### TEXTO SELECCIONADO
Hay una verdad en Fante, una fuerza arrolladora, una pasión
y comicidad que me resulta difícil descubrir en otros escritores. Leer sus
novelas, ya estén protagonizadas por Arturo Bandini, Henry Molise o él mismo,
es encontrarse con un humor entre socarrón y tierno, es un narrador que aspira
a ser un gran escritor porque la literatura es el espacio donde se mide con el
mundo, es sentir las viejas supercherías y hechicerías de la sangre italiana,
la nostalgia por los pueblos de los Abruzos, las broncas, homéricas, entre
padres e hijos —entre
el nuevo y el viejo mundo—.

### TAREA PROPUESTA 1
Cuenta las líneas de las filas que siguen que contienen la cadena "query", teniendo en cuenta mayúsculas y minúsculas. Responde solo con el número.

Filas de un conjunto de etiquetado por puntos
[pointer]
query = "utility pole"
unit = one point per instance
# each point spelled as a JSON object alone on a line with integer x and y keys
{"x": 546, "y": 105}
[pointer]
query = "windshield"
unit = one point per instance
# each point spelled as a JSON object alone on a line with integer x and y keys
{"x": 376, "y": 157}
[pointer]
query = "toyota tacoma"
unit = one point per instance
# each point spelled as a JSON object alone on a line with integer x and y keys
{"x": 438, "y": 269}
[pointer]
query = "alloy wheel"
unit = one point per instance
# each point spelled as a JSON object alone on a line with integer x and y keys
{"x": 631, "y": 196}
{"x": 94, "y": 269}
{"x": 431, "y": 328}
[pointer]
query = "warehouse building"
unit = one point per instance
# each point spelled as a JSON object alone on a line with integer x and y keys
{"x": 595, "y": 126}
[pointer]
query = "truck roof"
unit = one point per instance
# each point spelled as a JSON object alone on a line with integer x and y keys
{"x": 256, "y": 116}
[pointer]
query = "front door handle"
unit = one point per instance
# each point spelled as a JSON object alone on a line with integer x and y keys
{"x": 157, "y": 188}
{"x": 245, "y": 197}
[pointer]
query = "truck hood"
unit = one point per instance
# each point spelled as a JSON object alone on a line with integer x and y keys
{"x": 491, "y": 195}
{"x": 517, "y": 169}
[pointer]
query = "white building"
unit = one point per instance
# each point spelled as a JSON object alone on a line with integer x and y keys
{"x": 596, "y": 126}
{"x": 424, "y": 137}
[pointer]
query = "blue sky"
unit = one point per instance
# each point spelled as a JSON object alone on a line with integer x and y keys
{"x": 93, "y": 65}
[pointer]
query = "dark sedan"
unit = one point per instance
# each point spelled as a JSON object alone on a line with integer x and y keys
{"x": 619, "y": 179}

### TAREA PROPUESTA 2
Reproduce sin cambios el fragmento del texto sobre Fante que comienza con "Hay una verdad" y continúa hasta "el viejo mundo—.".

### RESULTADO FINAL 1
11

### RESULTADO FINAL 2
Hay una verdad en Fante, una fuerza arrolladora, una pasión
y comicidad que me resulta difícil descubrir en otros escritores. Leer sus
novelas, ya estén protagonizadas por Arturo Bandini, Henry Molise o él mismo,
es encontrarse con un humor entre socarrón y tierno, es un narrador que aspira
a ser un gran escritor porque la literatura es el espacio donde se mide con el
mundo, es sentir las viejas supercherías y hechicerías de la sangre italiana,
la nostalgia por los pueblos de los Abruzos, las broncas, homéricas, entre
padres e hijos —entre
el nuevo y el viejo mundo—.